* _Source text_
::::::::

Sunday, October 24, 2010

The DressCoat Incident

So the other day I was cleaning out my old computer and I came across this little piece of embarrassing past memories: an essay I wrote back in the day when I was applying for a job with Teach for America. I didn’t get the job (probably because I seriously question the programs effectiveness) but this essay did land me an interview and I wrote about sewing. Go figure. 



What you are about to read is mostly true and only slightly dramatized for entertainment purposes.

 
      “Nnnnooooooo!” my high pitched shriek echoed through the apartment. I was two days away from the due date of a coat project I had spent several weeks working on for one of my design classes, and I had just inadvertently sabotaged the front section of my coat. The assignment had been an easy one: I was to create a coat to demonstrate mastery of basic and intermediate sewing skills. The project had been going well until I lost control of my scissors hand and accidentally slashed through my fabric leaving a three-inch gash in the center front of the coat. I was doomed. I was unlikely to hide a hole the size of the Grand Canyon from my professor and submitting the coat in the current condition was inexcusable. To make matters worse, my solutions seemed limited and impossible. With enough fabric I could have cut out a new front section and completed the project. But I did not have enough fabric, and I had purchased the fabric at a store two hours away; there was no time for a mini road trip. Alternatively, I could buy new fabric and start the coat over, but two days was not enough to create an entire coat. I seemed to be stuck.

::::::::

* _Rows_
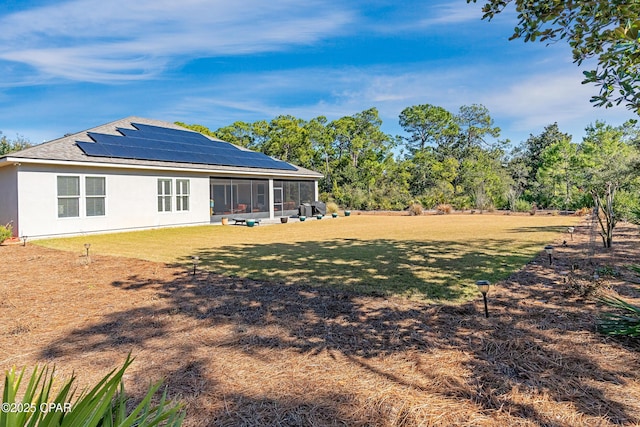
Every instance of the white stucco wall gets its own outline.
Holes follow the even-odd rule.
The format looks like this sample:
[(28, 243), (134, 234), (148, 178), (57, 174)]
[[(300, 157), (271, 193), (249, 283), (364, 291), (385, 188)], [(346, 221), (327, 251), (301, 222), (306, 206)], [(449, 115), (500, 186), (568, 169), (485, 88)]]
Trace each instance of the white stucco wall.
[[(1, 169), (0, 169), (1, 170)], [(57, 177), (79, 176), (80, 216), (58, 218)], [(84, 178), (105, 177), (106, 214), (86, 216)], [(158, 212), (158, 179), (171, 179), (171, 212)], [(176, 179), (189, 179), (189, 210), (175, 210)], [(29, 238), (209, 224), (209, 175), (115, 168), (23, 165), (18, 173), (19, 235)]]
[(0, 168), (0, 225), (13, 221), (14, 235), (18, 235), (18, 167)]

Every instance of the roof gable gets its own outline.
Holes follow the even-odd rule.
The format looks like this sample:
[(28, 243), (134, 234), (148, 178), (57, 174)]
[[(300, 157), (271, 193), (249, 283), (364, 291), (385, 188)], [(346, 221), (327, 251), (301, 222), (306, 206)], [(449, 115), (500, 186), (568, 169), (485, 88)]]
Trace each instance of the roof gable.
[(241, 150), (201, 133), (142, 123), (132, 125), (136, 130), (118, 129), (120, 135), (87, 132), (92, 142), (77, 141), (76, 144), (90, 157), (297, 170), (295, 166), (266, 154)]
[[(111, 142), (113, 142), (126, 140), (126, 138), (118, 138), (131, 136), (135, 137), (136, 135), (142, 136), (143, 133), (140, 133), (141, 131), (144, 131), (143, 133), (147, 135), (147, 138), (143, 139), (149, 139), (148, 136), (151, 134), (156, 134), (157, 136), (158, 133), (171, 134), (174, 131), (180, 131), (179, 133), (182, 134), (184, 139), (183, 141), (178, 143), (189, 145), (194, 142), (194, 140), (200, 140), (201, 143), (206, 140), (206, 143), (211, 143), (212, 145), (217, 144), (215, 145), (215, 147), (226, 147), (225, 150), (228, 150), (235, 155), (239, 155), (240, 158), (244, 160), (253, 158), (254, 160), (258, 159), (265, 162), (267, 161), (267, 159), (270, 159), (270, 161), (276, 163), (271, 163), (271, 165), (267, 166), (265, 163), (258, 162), (249, 166), (248, 164), (246, 164), (246, 162), (239, 163), (232, 161), (211, 161), (211, 159), (208, 159), (205, 163), (194, 162), (193, 159), (176, 157), (165, 157), (165, 159), (159, 159), (158, 156), (152, 157), (142, 155), (138, 155), (135, 157), (118, 157), (113, 153), (109, 153), (108, 151), (103, 151), (101, 153), (95, 152), (92, 155), (88, 155), (85, 151), (83, 151), (83, 149), (81, 149), (82, 146), (87, 147), (89, 144), (93, 144), (92, 147), (97, 150), (96, 147), (98, 146), (98, 143), (96, 143), (96, 141), (92, 139), (92, 135), (105, 135), (105, 137), (99, 138), (104, 138), (105, 140), (109, 139)], [(106, 136), (108, 136), (108, 138)], [(160, 139), (163, 138), (164, 137), (161, 137)], [(166, 143), (166, 141), (163, 141), (163, 143)], [(49, 164), (86, 163), (94, 166), (111, 165), (134, 168), (144, 167), (158, 170), (178, 168), (212, 172), (215, 171), (221, 173), (238, 172), (243, 174), (280, 175), (283, 177), (295, 176), (313, 179), (322, 177), (321, 174), (312, 170), (294, 166), (290, 163), (273, 159), (272, 157), (269, 157), (263, 153), (251, 151), (244, 147), (238, 147), (219, 139), (211, 138), (198, 132), (185, 129), (174, 123), (133, 116), (97, 126), (85, 131), (67, 134), (62, 138), (38, 144), (25, 150), (10, 153), (8, 155), (5, 155), (4, 157), (0, 157), (0, 167), (3, 166), (3, 160), (6, 161), (10, 159), (29, 159), (32, 162), (45, 161)], [(273, 166), (278, 166), (278, 168), (275, 168)]]

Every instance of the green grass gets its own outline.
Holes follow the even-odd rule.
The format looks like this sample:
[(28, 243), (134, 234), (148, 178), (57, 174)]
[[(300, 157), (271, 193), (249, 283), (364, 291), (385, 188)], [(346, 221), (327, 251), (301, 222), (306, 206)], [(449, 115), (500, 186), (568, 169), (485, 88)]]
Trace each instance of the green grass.
[(351, 216), (301, 223), (203, 226), (42, 240), (39, 245), (201, 268), (227, 276), (462, 302), (561, 237), (561, 216)]

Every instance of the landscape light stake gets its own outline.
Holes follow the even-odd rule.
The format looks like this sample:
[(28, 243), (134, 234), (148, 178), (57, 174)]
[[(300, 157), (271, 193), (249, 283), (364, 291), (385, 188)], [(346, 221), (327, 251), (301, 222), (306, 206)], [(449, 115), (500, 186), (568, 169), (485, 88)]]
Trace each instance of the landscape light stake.
[(200, 257), (199, 256), (192, 256), (191, 257), (193, 259), (193, 274), (192, 276), (196, 275), (196, 268), (198, 268), (198, 261), (200, 261)]
[(553, 264), (553, 246), (545, 246), (544, 251), (547, 253), (547, 255), (549, 255), (549, 265)]
[(489, 318), (489, 307), (487, 306), (487, 292), (489, 292), (489, 285), (491, 283), (488, 280), (478, 280), (476, 282), (478, 286), (478, 290), (482, 294), (482, 299), (484, 300), (484, 317)]

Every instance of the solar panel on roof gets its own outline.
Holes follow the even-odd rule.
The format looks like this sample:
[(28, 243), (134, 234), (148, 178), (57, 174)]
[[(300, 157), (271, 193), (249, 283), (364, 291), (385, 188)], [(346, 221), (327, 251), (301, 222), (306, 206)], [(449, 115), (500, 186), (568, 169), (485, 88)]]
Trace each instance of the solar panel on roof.
[(242, 150), (224, 141), (186, 130), (132, 123), (137, 130), (119, 128), (122, 136), (89, 132), (95, 142), (76, 144), (87, 156), (136, 160), (297, 170), (293, 165), (266, 154)]

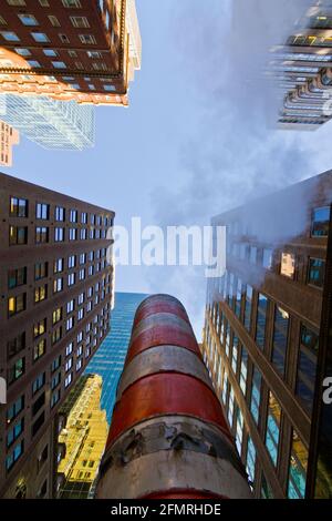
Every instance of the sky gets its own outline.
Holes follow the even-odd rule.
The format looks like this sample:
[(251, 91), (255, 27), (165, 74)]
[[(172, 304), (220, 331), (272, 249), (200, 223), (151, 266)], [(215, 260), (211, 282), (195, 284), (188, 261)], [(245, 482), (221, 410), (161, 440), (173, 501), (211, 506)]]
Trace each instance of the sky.
[[(97, 108), (95, 146), (46, 151), (21, 139), (10, 175), (114, 210), (117, 225), (207, 225), (243, 202), (331, 167), (332, 123), (278, 131), (262, 78), (307, 0), (137, 0), (142, 70), (128, 109)], [(204, 268), (116, 269), (116, 290), (168, 293), (198, 339)]]

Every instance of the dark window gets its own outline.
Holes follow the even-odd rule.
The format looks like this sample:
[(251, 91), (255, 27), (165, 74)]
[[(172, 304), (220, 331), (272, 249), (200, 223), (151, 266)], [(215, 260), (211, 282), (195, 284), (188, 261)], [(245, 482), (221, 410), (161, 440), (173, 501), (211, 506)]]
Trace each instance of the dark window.
[(22, 293), (21, 295), (18, 295), (17, 297), (10, 297), (8, 299), (8, 315), (12, 317), (13, 315), (17, 315), (18, 313), (24, 311), (25, 300), (27, 300), (25, 293)]
[(7, 411), (7, 423), (11, 423), (19, 413), (24, 409), (24, 396), (22, 395), (17, 401), (14, 401)]
[(46, 226), (35, 227), (35, 244), (44, 244), (49, 242), (49, 228)]
[(8, 288), (13, 289), (18, 286), (27, 284), (27, 267), (18, 269), (9, 269), (8, 272)]
[(32, 384), (32, 395), (35, 395), (45, 385), (45, 372), (39, 375)]
[(45, 394), (42, 392), (32, 406), (32, 416), (35, 416), (38, 411), (44, 406), (44, 403), (45, 403)]
[(42, 427), (44, 420), (45, 420), (45, 413), (42, 412), (42, 413), (40, 415), (40, 417), (38, 418), (38, 420), (35, 420), (35, 422), (34, 422), (33, 426), (32, 426), (32, 430), (31, 430), (32, 437), (37, 435), (37, 432), (39, 431), (39, 429)]
[(253, 374), (252, 374), (250, 410), (251, 410), (251, 413), (256, 423), (258, 423), (258, 420), (259, 420), (260, 392), (261, 392), (261, 374), (255, 367)]
[(248, 331), (250, 331), (251, 307), (252, 307), (252, 287), (247, 284), (246, 304), (245, 304), (245, 326)]
[(34, 265), (34, 280), (41, 280), (48, 276), (48, 263), (38, 263)]
[(266, 343), (266, 323), (267, 323), (268, 299), (261, 293), (258, 294), (258, 310), (256, 323), (256, 344), (261, 350)]
[(19, 197), (10, 197), (11, 217), (28, 217), (28, 201)]
[(7, 356), (12, 358), (18, 355), (18, 353), (25, 349), (25, 331), (21, 333), (17, 337), (12, 338), (7, 343)]
[(46, 221), (50, 217), (50, 205), (45, 203), (37, 203), (35, 218)]
[(9, 245), (17, 246), (28, 243), (27, 226), (9, 226)]
[(277, 306), (274, 314), (272, 362), (278, 372), (284, 376), (289, 330), (289, 314)]
[(330, 206), (315, 208), (312, 213), (312, 237), (326, 237), (329, 235), (330, 227)]
[(325, 277), (325, 260), (321, 258), (309, 259), (308, 284), (323, 287)]
[(318, 335), (307, 326), (302, 325), (298, 362), (297, 395), (309, 412), (312, 411), (318, 350)]
[(273, 464), (277, 467), (280, 438), (281, 408), (272, 392), (269, 394), (266, 447)]
[(24, 375), (25, 370), (25, 358), (19, 358), (9, 369), (8, 369), (8, 384), (13, 384), (21, 376)]

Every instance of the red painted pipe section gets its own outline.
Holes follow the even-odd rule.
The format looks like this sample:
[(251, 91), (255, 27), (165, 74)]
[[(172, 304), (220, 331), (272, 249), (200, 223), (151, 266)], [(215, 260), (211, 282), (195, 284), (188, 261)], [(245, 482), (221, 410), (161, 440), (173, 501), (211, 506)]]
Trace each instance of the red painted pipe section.
[(97, 498), (250, 497), (220, 401), (177, 299), (156, 295), (138, 306), (123, 374)]

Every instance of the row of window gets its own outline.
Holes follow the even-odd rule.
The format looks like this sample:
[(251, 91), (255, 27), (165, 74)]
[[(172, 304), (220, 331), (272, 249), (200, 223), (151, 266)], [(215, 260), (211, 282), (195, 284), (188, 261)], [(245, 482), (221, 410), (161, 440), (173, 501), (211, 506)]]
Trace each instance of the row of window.
[[(54, 242), (63, 243), (66, 239), (65, 228), (54, 228)], [(69, 228), (68, 241), (92, 241), (92, 239), (106, 239), (106, 228)], [(49, 226), (35, 226), (34, 244), (50, 243), (50, 228)], [(22, 246), (28, 244), (28, 226), (9, 226), (9, 245)]]
[[(241, 283), (238, 287), (241, 289), (236, 294), (234, 299), (228, 297), (228, 304), (232, 307), (237, 317), (241, 319), (248, 333), (252, 334), (253, 289), (250, 285), (246, 285), (243, 288)], [(242, 315), (240, 307), (241, 302), (243, 302), (245, 308)], [(266, 333), (268, 310), (270, 306), (273, 306), (272, 349), (270, 356), (273, 367), (279, 375), (284, 378), (291, 317), (281, 306), (274, 306), (262, 293), (257, 294), (256, 306), (255, 341), (263, 353), (267, 353)], [(212, 321), (216, 325), (217, 335), (220, 338), (221, 345), (224, 345), (224, 343), (226, 344), (227, 351), (231, 336), (230, 327), (222, 313), (218, 311), (217, 306), (215, 306), (212, 310)], [(236, 336), (234, 337), (237, 338)], [(308, 412), (312, 411), (313, 405), (318, 350), (319, 334), (307, 325), (301, 324), (295, 395)]]
[[(313, 208), (311, 216), (311, 236), (312, 237), (326, 237), (330, 229), (331, 206), (320, 206)], [(250, 228), (250, 224), (241, 224), (235, 221), (227, 225), (229, 235), (255, 235), (255, 231)]]
[[(242, 412), (236, 402), (235, 392), (229, 381), (229, 377), (226, 367), (222, 367), (221, 354), (218, 354), (218, 349), (214, 346), (209, 330), (207, 329), (206, 337), (206, 351), (205, 362), (210, 367), (211, 371), (216, 375), (218, 388), (221, 389), (220, 399), (225, 406), (228, 422), (230, 428), (235, 429), (236, 432), (236, 446), (239, 454), (242, 453), (242, 443), (245, 439), (245, 427)], [(231, 369), (239, 381), (240, 389), (243, 396), (247, 397), (248, 385), (248, 351), (245, 346), (239, 346), (239, 340), (235, 336), (232, 348), (230, 349), (230, 341), (226, 339), (225, 353), (229, 358)], [(207, 353), (209, 356), (207, 356)], [(217, 360), (217, 361), (216, 361)], [(216, 372), (217, 371), (217, 372)], [(257, 426), (259, 425), (260, 408), (261, 408), (261, 391), (262, 391), (262, 376), (257, 367), (253, 366), (252, 380), (250, 388), (250, 412)], [(268, 394), (268, 409), (267, 409), (267, 422), (264, 426), (263, 440), (267, 451), (271, 458), (272, 463), (277, 468), (280, 448), (280, 428), (282, 410), (274, 398), (273, 394)], [(253, 486), (256, 481), (256, 448), (252, 439), (248, 437), (247, 452), (246, 452), (246, 467), (249, 479)], [(308, 450), (298, 437), (297, 432), (293, 431), (293, 439), (291, 446), (290, 463), (289, 463), (289, 477), (288, 477), (288, 497), (292, 499), (304, 498), (305, 493), (305, 480), (307, 480), (307, 464), (308, 464)], [(271, 490), (267, 483), (266, 478), (262, 479), (261, 497), (271, 498)]]
[[(273, 268), (273, 251), (271, 248), (260, 249), (257, 246), (245, 243), (234, 243), (231, 254), (241, 260), (249, 260), (250, 264), (261, 264), (266, 269)], [(261, 263), (259, 263), (261, 259)], [(293, 253), (281, 252), (280, 275), (294, 279), (297, 268), (297, 257)], [(321, 258), (309, 258), (307, 283), (322, 287), (324, 284), (325, 262)]]
[[(34, 216), (37, 219), (49, 221), (51, 217), (51, 205), (49, 203), (37, 203)], [(29, 201), (22, 197), (10, 197), (9, 215), (11, 217), (29, 217)], [(56, 222), (69, 221), (70, 223), (87, 224), (93, 226), (112, 226), (112, 218), (103, 215), (89, 214), (77, 210), (66, 210), (63, 206), (54, 207), (54, 219)]]
[[(68, 269), (74, 269), (77, 266), (85, 266), (86, 263), (93, 263), (95, 259), (102, 259), (101, 262), (96, 263), (94, 266), (95, 269), (87, 268), (87, 273), (93, 274), (98, 273), (101, 269), (104, 269), (107, 265), (106, 258), (106, 248), (101, 248), (97, 251), (91, 251), (89, 253), (82, 253), (80, 255), (70, 255), (66, 258), (66, 266)], [(63, 257), (56, 258), (53, 263), (53, 274), (58, 275), (63, 273), (65, 266), (65, 259)], [(79, 278), (82, 279), (83, 273), (81, 268), (79, 272)], [(89, 272), (90, 269), (90, 272)], [(49, 263), (37, 263), (34, 265), (34, 280), (42, 280), (43, 278), (48, 277), (49, 275)], [(14, 289), (15, 287), (24, 286), (27, 284), (27, 276), (28, 276), (28, 268), (23, 266), (21, 268), (9, 269), (8, 272), (8, 289)], [(110, 275), (107, 275), (107, 279), (110, 279)]]
[[(94, 275), (94, 266), (90, 266), (87, 269), (87, 276), (92, 276), (92, 275)], [(77, 277), (75, 273), (71, 273), (68, 275), (68, 280), (66, 280), (68, 287), (73, 287), (77, 282), (85, 280), (85, 278), (86, 278), (86, 274), (85, 274), (84, 268), (83, 268), (82, 276), (81, 276), (81, 270)], [(101, 283), (101, 285), (100, 283), (96, 283), (96, 287), (98, 287), (98, 289), (96, 289), (95, 293), (101, 290), (101, 295), (95, 295), (94, 303), (93, 303), (94, 305), (97, 305), (100, 302), (103, 302), (106, 298), (106, 295), (108, 295), (111, 292), (111, 286), (108, 283), (106, 283), (106, 278), (103, 278), (103, 282)], [(53, 295), (62, 292), (63, 288), (64, 288), (63, 277), (59, 277), (54, 279)], [(89, 290), (87, 293), (90, 294), (91, 292)], [(39, 304), (48, 298), (48, 294), (49, 294), (48, 284), (43, 284), (42, 286), (35, 287), (34, 295), (33, 295), (34, 304)], [(90, 305), (91, 309), (92, 309), (93, 304)], [(8, 316), (9, 317), (13, 317), (24, 311), (25, 309), (27, 309), (27, 293), (21, 293), (19, 295), (8, 298)]]

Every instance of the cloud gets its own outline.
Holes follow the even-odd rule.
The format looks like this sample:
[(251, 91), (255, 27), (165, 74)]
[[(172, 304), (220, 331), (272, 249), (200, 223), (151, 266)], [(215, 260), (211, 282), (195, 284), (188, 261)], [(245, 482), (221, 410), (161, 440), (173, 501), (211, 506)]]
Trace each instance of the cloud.
[[(156, 224), (208, 224), (216, 214), (318, 174), (320, 166), (328, 170), (329, 155), (318, 156), (324, 153), (325, 130), (321, 139), (321, 131), (308, 135), (273, 127), (279, 101), (263, 75), (268, 50), (284, 42), (310, 3), (181, 1), (172, 41), (199, 118), (179, 146), (178, 186), (152, 193)], [(203, 319), (203, 270), (168, 269), (164, 285), (194, 320)], [(156, 287), (160, 275), (152, 275), (151, 288)]]

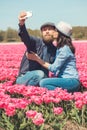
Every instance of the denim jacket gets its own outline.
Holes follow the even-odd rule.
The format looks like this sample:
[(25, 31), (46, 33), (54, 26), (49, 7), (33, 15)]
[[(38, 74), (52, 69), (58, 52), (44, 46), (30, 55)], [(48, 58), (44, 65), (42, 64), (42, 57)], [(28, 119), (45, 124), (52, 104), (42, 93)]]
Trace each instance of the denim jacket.
[[(56, 55), (56, 47), (53, 46), (52, 43), (46, 44), (41, 38), (30, 36), (25, 25), (19, 25), (18, 34), (22, 42), (25, 44), (28, 52), (33, 51), (37, 53), (43, 60), (49, 63), (53, 63)], [(25, 53), (20, 64), (18, 76), (32, 70), (42, 70), (48, 76), (49, 71), (36, 61), (28, 60)]]
[(79, 79), (75, 55), (67, 45), (57, 49), (55, 61), (50, 64), (49, 70), (60, 78)]

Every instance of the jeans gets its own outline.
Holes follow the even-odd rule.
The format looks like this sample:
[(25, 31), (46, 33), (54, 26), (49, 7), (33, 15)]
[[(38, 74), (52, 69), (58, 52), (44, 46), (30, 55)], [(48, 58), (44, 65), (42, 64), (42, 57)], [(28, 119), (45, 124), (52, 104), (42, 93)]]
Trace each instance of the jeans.
[(17, 77), (16, 84), (38, 86), (44, 76), (44, 72), (41, 70), (28, 71), (24, 75)]
[(80, 82), (74, 78), (45, 78), (40, 81), (40, 87), (54, 90), (56, 87), (67, 89), (68, 92), (78, 91)]

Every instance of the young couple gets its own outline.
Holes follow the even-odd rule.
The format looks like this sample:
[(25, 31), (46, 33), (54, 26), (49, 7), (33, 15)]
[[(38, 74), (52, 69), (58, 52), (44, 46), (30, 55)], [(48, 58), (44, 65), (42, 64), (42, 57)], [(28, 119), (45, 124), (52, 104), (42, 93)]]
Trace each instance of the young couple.
[[(40, 27), (42, 38), (30, 36), (25, 27), (26, 12), (19, 15), (19, 36), (27, 50), (21, 61), (17, 84), (40, 86), (68, 92), (79, 90), (72, 27), (65, 22), (45, 23)], [(53, 77), (49, 77), (49, 72)]]

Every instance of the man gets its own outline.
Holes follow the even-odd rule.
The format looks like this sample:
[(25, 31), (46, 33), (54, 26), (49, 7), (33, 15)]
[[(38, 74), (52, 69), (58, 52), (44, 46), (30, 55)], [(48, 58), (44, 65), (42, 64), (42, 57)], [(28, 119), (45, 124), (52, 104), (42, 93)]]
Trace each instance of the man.
[[(28, 53), (31, 51), (37, 53), (41, 59), (53, 63), (56, 54), (56, 47), (52, 44), (54, 38), (53, 33), (56, 31), (54, 23), (45, 23), (41, 26), (42, 39), (30, 36), (25, 27), (26, 12), (19, 14), (19, 36), (24, 42)], [(17, 84), (26, 86), (38, 86), (39, 81), (48, 77), (49, 71), (42, 67), (39, 63), (29, 60), (26, 57), (26, 51), (21, 61), (19, 74), (16, 80)]]

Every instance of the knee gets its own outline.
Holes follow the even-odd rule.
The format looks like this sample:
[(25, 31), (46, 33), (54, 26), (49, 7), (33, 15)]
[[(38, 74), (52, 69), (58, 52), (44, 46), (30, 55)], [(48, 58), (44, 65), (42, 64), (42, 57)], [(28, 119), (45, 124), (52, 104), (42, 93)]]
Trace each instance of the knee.
[(40, 80), (40, 82), (39, 82), (39, 86), (40, 86), (40, 87), (44, 87), (44, 86), (45, 86), (44, 79)]
[(43, 72), (43, 71), (41, 71), (41, 70), (38, 70), (38, 71), (37, 71), (37, 75), (40, 77), (40, 79), (42, 79), (42, 78), (44, 78), (44, 77), (45, 77), (44, 72)]

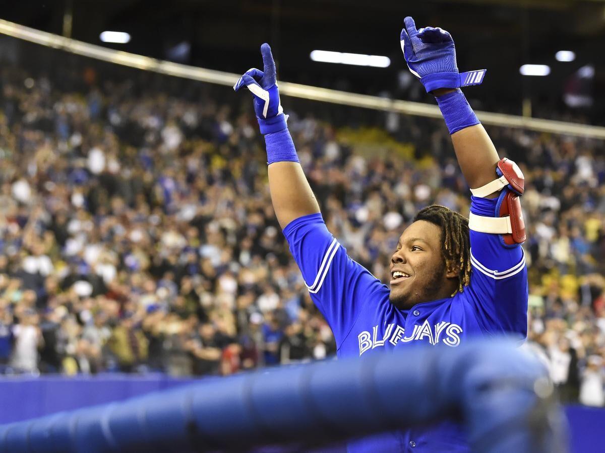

::::::::

* _What this exercise asks_
1. Reproduce the blog post word for word, everything from "Sunday, October 24, 2010" down to "for entertainment purposes.".
2. According to the blog post, how far away was the store where the fabric for the coat was bought?
3. List every distinct length of time given with a number or quantity word in the blog post.
Rely only on the blog post to answer, not on the items.

* _Outputs in order_
1.
Sunday, October 24, 2010

The DressCoat Incident

So the other day I was cleaning out my old computer and I came across this little piece of embarrassing past memories: an essay I wrote back in the day when I was applying for a job with Teach for America. I didn’t get the job (probably because I seriously question the programs effectiveness) but this essay did land me an interview and I wrote about sewing. Go figure. 



What you are about to read is mostly true and only slightly dramatized for entertainment purposes.

2. Two hours away.

3.
- Two days
- Several weeks
- Two hours